> _Short exercise 1_
In the NVMe patch email, on what systems does the MSI/MSIX release and request cause some interrupts to fail?
> _Short exercise 2_
Translate this sentence from the NVMe patch email into Spanish: "This combines the MSI/MSIX configurations, so all the MSI/MSIX configuration is done once."
> _Short exercise 3_
Continue the NVMe patch email from its last line.

> _Page text_

----------------

ACK: [Yakkety][PATCH] UBUNTU: SAUCE: (no-up) NVMe: only setup MSIX once

Luis Henriques luis.henriques at canonical.com
Mon Jan 9 14:57:02 UTC 2017


On Fri, Jan 06, 2017 at 02:27:05PM -0500, Dan Streetman wrote:
> BugLink: http://bugs.launchpad.net/bugs/1648449
> BugLink: http://bugs.launchpad.net/bugs/1651602
> 
> The NVMe driver currently configures a single MSI/MSIX interrupt for its
> admin queue, then later after initializing the NVMe controller and
> detecting the number of queues the controller can handle, the driver
> releases its MSI/MSIX interrupt and immediately re-configures enough
> MSI/MSIX interrupts for all the queues.  However, on Amazon AWS instances
> with passthrough NVMe drives, this MSI/MSIX release/request causes
> failures of some of the interrupts, resulting in some (usually all but one
> or two but sometimes none) of the NVMe drive(s) failing to initialize.
> 
> This combines the MSI/MSIX configurations, so all the MSI/MSIX configuration
> is done once.  This avoids the interrupt failures, but it also results in
> more MSI/MSIX interrupts being configured than are needed.
> 
> This patch for yakkety also includes the regression fix from xenial:
> 8fb7c1f39c99 ("nvme: only require 1 interrupt vector, not 2+")
> 
> Signed-off-by: Dan Streetman <dan.streetman at canonical.com>
> (forward-ported from xenial commit 96fce9e4025b96b08bfe5196d3380ab9215cb64b)
> ---
>  drivers/nvme/host/pci.c | 70 +++++++++++++++----------------------------------
>  1 file changed, 21 insertions(+), 49 deletions(-)
> 
> diff --git a/drivers/nvme/host/pci.c b/drivers/nvme/host/pci.c
> index 3a4078a..9206ff1 100644
> --- a/drivers/nvme/host/pci.c
> +++ b/drivers/nvme/host/pci.c
> @@ -1490,7 +1490,7 @@ static int nvme_setup_io_queues(struct nvme_dev *dev)
>  	struct pci_dev *pdev = to_pci_dev(dev->dev);
>  	int result, i, vecs, nr_io_queues, size;
>  
> -	nr_io_queues = num_online_cpus();
> +	nr_io_queues = dev->max_qid;
>  	result = nvme_set_queue_count(&dev->ctrl, &nr_io_queues);
>  	if (result < 0)
>  		return result;
> @@ -1522,45 +1522,8 @@ static int nvme_setup_io_queues(struct nvme_dev *dev)

----------------

> _Data rows_

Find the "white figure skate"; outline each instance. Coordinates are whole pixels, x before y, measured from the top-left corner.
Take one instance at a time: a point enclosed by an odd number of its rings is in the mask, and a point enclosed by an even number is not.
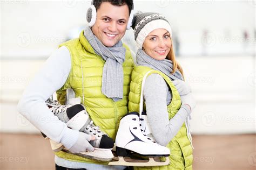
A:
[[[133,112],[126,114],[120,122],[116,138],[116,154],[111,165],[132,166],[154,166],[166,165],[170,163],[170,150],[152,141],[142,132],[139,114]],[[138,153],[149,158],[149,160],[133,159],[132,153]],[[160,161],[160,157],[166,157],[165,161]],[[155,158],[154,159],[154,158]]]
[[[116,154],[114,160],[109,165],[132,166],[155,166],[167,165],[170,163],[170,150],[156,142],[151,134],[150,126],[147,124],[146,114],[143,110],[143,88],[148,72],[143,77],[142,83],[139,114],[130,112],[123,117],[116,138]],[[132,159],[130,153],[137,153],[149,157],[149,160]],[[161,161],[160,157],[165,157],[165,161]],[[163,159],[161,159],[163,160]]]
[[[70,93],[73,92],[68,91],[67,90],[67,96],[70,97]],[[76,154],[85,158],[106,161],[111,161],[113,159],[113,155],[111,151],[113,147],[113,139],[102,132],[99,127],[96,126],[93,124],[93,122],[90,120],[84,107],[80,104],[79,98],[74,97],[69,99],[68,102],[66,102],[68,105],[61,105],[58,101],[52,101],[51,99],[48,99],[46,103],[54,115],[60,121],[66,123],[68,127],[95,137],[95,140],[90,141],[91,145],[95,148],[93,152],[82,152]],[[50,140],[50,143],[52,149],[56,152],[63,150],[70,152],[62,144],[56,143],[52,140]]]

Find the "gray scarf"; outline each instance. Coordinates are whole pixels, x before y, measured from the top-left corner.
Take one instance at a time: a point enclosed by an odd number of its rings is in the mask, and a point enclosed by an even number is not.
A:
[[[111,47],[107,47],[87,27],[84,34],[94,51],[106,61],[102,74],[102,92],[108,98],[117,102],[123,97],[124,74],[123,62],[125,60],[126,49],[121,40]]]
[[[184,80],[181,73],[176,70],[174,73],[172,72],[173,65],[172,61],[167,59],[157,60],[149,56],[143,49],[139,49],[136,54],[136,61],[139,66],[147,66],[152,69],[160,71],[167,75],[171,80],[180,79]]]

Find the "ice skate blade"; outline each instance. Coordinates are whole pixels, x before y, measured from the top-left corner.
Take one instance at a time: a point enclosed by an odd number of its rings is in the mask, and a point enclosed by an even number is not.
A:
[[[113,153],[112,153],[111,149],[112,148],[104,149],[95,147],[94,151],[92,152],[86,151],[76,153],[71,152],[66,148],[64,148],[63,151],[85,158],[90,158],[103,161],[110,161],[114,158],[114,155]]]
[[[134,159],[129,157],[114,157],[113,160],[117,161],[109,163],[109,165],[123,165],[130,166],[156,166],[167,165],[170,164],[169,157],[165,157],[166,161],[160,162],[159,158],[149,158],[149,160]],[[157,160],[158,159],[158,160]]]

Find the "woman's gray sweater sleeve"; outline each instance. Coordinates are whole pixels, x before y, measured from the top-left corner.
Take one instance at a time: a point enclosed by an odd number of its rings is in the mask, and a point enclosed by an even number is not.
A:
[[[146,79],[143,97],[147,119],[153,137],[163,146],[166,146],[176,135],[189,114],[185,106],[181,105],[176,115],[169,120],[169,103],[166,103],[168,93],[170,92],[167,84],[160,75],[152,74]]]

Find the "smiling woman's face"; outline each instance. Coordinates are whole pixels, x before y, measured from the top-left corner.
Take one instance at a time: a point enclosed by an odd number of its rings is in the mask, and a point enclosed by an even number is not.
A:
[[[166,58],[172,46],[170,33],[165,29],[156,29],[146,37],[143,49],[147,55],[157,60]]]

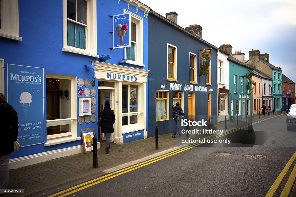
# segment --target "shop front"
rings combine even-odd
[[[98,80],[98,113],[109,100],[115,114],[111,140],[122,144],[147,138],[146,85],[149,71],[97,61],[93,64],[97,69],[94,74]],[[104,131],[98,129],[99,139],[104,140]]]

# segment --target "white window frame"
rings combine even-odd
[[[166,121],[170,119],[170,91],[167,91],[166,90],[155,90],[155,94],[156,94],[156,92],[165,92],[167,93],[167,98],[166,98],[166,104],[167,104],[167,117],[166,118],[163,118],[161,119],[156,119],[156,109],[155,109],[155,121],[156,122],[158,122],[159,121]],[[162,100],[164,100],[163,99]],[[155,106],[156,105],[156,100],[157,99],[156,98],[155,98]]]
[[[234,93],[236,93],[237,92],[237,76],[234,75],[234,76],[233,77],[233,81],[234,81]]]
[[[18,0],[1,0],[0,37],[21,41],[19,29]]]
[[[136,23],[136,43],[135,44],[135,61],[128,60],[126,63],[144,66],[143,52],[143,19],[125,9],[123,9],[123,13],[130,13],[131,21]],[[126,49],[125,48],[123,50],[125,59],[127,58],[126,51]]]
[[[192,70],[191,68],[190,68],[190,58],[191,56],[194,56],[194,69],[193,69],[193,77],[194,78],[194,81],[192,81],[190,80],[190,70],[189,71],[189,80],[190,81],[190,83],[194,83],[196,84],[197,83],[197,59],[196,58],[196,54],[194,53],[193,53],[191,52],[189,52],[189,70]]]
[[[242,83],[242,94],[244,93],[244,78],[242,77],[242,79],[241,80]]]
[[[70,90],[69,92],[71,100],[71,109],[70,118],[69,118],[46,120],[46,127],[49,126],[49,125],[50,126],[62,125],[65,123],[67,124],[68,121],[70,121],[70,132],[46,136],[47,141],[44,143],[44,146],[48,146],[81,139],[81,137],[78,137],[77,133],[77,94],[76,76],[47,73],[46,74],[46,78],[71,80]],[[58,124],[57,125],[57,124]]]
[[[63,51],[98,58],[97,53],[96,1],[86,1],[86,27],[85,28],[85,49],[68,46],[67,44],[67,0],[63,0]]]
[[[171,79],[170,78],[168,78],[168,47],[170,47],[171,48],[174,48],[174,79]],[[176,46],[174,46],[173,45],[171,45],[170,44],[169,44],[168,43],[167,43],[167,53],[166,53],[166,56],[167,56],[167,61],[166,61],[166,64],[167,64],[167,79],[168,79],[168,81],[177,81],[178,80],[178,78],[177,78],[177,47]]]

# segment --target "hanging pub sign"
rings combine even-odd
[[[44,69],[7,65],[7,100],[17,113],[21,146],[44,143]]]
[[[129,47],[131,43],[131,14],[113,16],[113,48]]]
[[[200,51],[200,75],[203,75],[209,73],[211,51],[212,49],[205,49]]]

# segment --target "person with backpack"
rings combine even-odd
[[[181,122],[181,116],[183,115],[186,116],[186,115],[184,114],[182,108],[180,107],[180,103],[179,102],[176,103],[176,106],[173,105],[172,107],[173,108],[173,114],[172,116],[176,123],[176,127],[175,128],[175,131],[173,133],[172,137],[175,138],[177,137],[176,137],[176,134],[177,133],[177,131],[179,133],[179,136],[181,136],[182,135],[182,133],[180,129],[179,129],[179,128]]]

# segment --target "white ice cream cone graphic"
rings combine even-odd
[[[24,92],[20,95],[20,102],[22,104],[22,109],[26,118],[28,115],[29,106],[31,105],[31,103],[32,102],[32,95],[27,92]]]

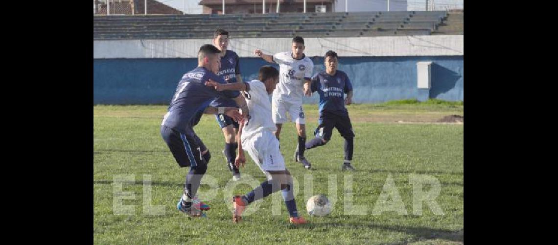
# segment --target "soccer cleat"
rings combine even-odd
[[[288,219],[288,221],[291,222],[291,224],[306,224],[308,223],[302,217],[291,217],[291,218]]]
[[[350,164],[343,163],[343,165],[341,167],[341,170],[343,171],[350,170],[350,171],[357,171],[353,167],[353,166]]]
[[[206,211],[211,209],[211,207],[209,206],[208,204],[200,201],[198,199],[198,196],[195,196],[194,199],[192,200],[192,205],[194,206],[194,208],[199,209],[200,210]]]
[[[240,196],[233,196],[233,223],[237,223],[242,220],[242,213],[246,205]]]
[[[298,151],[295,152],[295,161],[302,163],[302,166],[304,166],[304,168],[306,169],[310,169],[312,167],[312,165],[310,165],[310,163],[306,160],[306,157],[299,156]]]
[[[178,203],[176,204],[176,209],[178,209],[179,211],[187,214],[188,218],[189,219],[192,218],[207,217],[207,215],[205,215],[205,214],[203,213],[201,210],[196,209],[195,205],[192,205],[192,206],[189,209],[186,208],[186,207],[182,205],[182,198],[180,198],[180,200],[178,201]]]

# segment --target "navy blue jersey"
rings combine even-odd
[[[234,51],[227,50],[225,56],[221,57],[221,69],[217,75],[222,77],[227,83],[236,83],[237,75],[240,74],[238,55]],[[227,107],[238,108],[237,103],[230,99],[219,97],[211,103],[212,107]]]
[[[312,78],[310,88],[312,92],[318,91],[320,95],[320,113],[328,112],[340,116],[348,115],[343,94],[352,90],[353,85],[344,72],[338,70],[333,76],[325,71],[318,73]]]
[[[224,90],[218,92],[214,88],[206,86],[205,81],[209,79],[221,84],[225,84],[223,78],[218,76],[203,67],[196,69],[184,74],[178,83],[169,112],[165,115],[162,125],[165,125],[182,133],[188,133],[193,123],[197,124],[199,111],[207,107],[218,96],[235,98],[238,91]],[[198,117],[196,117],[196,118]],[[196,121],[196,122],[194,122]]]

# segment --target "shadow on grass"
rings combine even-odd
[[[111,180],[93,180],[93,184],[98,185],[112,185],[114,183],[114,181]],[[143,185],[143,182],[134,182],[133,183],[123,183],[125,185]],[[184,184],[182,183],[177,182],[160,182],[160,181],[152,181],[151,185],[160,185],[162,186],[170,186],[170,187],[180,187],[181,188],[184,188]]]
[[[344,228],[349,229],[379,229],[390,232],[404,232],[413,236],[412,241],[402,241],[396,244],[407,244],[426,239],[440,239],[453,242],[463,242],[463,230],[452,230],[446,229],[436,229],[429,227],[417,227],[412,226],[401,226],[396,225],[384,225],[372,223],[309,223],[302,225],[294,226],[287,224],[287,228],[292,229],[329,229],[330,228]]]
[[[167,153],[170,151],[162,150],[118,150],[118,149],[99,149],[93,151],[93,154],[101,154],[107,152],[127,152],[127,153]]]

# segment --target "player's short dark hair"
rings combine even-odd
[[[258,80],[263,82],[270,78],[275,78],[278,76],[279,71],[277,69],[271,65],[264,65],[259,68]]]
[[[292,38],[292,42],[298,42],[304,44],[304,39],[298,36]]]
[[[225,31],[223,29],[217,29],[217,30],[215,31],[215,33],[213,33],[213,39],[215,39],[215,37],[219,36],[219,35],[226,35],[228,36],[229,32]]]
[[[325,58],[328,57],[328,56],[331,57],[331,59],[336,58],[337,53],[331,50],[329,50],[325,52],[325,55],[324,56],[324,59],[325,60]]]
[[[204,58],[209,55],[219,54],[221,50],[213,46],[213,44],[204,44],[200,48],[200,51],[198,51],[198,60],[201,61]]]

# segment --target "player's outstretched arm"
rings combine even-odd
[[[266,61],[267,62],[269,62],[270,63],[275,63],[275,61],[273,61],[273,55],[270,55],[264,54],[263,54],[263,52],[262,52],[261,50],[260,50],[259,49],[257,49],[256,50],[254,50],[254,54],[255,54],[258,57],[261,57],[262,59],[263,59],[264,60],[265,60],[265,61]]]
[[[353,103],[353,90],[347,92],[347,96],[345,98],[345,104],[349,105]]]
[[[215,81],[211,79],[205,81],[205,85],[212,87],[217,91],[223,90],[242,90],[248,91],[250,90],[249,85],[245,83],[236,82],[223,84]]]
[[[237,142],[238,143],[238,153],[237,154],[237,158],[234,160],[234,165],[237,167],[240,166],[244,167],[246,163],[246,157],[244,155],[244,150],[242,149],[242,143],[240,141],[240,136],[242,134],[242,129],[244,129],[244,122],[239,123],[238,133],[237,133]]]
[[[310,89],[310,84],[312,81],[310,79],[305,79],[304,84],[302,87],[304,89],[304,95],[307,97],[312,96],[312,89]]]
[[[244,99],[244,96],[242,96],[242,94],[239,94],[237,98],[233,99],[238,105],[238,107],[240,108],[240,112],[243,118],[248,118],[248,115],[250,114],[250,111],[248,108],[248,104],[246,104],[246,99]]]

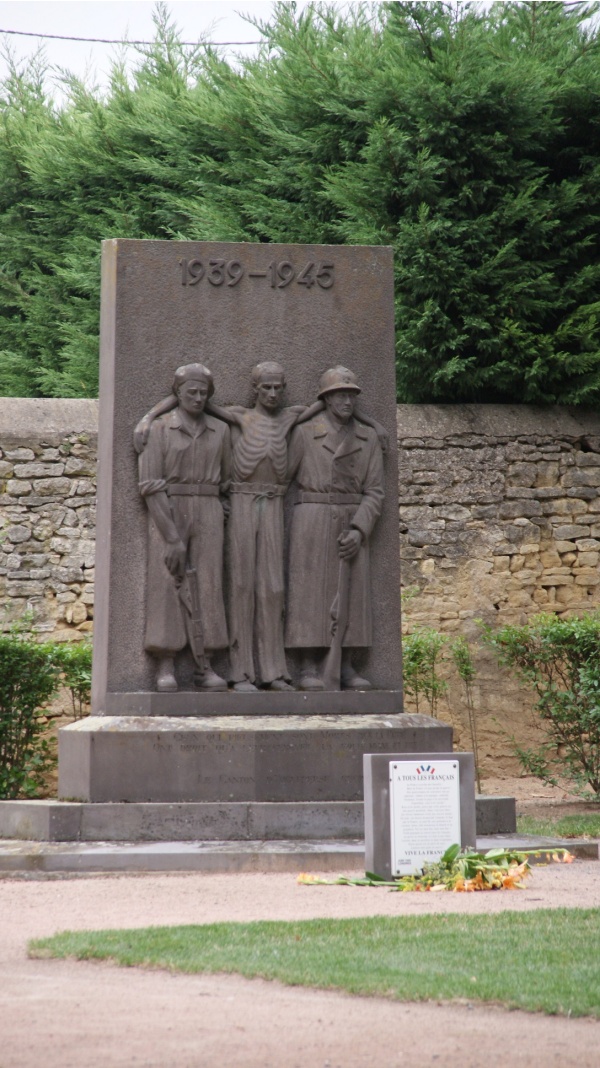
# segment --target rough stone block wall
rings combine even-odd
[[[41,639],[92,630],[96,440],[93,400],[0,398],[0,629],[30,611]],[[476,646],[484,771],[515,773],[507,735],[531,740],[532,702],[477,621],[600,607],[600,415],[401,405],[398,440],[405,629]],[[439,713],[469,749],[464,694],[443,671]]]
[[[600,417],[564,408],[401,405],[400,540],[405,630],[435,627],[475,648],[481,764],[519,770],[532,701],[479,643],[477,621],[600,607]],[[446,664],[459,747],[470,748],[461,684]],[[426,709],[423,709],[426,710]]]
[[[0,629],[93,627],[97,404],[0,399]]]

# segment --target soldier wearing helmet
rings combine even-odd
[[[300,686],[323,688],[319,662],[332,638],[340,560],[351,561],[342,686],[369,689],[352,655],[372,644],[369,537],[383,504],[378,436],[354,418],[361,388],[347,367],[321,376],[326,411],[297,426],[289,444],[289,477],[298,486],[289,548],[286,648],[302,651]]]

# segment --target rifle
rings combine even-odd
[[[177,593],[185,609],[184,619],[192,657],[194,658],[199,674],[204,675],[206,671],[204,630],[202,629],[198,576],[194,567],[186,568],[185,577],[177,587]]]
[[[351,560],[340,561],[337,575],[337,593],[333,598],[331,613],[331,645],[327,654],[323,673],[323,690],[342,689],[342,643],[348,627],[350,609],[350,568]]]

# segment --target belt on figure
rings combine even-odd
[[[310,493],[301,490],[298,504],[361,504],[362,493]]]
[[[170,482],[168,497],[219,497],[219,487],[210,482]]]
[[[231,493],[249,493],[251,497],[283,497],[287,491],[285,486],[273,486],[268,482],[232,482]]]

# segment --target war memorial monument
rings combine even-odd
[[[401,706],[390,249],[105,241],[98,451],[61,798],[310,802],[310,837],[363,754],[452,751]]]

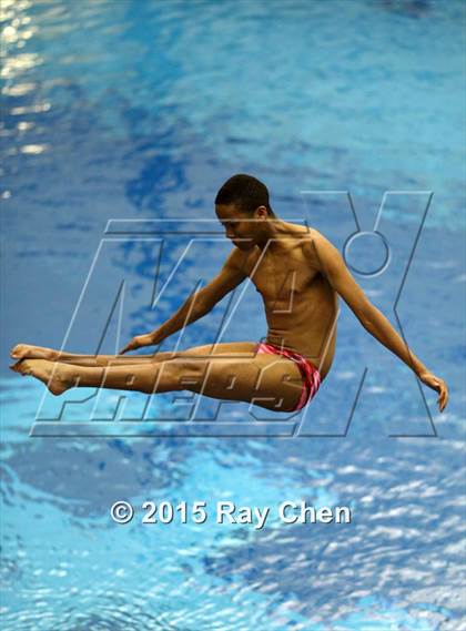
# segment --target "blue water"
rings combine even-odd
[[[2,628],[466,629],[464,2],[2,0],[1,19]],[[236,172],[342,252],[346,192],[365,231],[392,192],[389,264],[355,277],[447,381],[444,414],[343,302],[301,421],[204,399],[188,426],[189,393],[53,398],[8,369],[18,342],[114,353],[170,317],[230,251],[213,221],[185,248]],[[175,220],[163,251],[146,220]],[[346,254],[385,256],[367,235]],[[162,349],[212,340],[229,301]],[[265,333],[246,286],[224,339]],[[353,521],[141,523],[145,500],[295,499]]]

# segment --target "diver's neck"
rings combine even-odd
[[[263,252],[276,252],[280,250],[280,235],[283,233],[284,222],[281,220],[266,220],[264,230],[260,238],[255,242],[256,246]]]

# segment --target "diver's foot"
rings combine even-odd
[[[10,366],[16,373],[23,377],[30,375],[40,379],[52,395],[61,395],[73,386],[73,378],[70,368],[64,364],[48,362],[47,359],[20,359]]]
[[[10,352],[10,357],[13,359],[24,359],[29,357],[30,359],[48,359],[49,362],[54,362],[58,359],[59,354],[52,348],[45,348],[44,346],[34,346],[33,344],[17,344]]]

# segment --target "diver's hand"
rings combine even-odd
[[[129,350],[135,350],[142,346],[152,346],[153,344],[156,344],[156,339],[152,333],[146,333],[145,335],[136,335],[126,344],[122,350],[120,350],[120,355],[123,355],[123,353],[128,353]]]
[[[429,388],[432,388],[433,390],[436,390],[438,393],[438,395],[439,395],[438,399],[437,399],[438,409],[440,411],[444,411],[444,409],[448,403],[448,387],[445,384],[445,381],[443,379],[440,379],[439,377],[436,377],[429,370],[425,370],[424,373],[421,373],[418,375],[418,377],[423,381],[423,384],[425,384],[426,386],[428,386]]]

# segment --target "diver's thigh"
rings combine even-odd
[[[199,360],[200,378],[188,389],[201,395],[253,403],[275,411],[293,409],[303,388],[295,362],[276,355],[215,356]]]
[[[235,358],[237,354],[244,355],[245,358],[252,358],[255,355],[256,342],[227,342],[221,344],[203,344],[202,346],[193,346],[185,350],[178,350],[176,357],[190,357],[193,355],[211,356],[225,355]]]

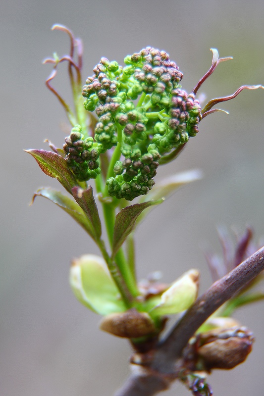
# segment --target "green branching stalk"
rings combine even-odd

----------------

> _Written reply 1_
On Amazon AWS instances with passthrough NVMe drives.

> _Written reply 2_
Esto combina las configuraciones de MSI/MSIX, de modo que toda la configuración de MSI/MSIX se realiza una sola vez.

> _Written reply 3_
>  		adminq->q_db = dev->dbs;
>  	}
>  
> -	/* Deregister the admin queue's interrupt */
> -	free_irq(dev->entry[0].vector, adminq);
> -
> -	/*
> -	 * If we enable msix early due to not intx, disable it again before
> -	 * setting up the full range we need.
> -	 */
> -	if (pdev->msi_enabled)
> -		pci_disable_msi(pdev);
> -	else if (pdev->msix_enabled)
> -		pci_disable_msix(pdev);
> -
> -	for (i = 0; i < nr_io_queues; i++)
> -		dev->entry[i].entry = i;
> -	vecs = pci_enable_msix_range(pdev, dev->entry, 1, nr_io_queues);
> -	if (vecs < 0) {
> -		vecs = pci_enable_msi_range(pdev, 1, min(nr_io_queues, 32));
> -		if (vecs < 0) {
> -			vecs = 1;
> -		} else {
> -			for (i = 0; i < vecs; i++)
> -				dev->entry[i].vector = i + pdev->irq;
> -		}
> -	}
> -
> -	/*
> -	 * Should investigate if there's a performance win from allocating
> -	 * more queues than interrupt vectors; it might allow the submission
> -	 * path to scale better, even if the receive path is limited by the
> -	 * number of interrupts.
> -	 */
> -	nr_io_queues = vecs;
>  	dev->max_qid = nr_io_queues;
>  
> -	result = queue_request_irq(dev, adminq, adminq->irqname);
> -	if (result) {
> -		adminq->cq_vector = -1;
> -		goto free_queues;
> -	}
>  	return nvme_create_io_queues(dev);
>  
>   free_queues:
> @@ -1712,7 +1675,7 @@ static int nvme_dev_add(struct nvme_dev *dev)
>  static int nvme_pci_enable(struct nvme_dev *dev)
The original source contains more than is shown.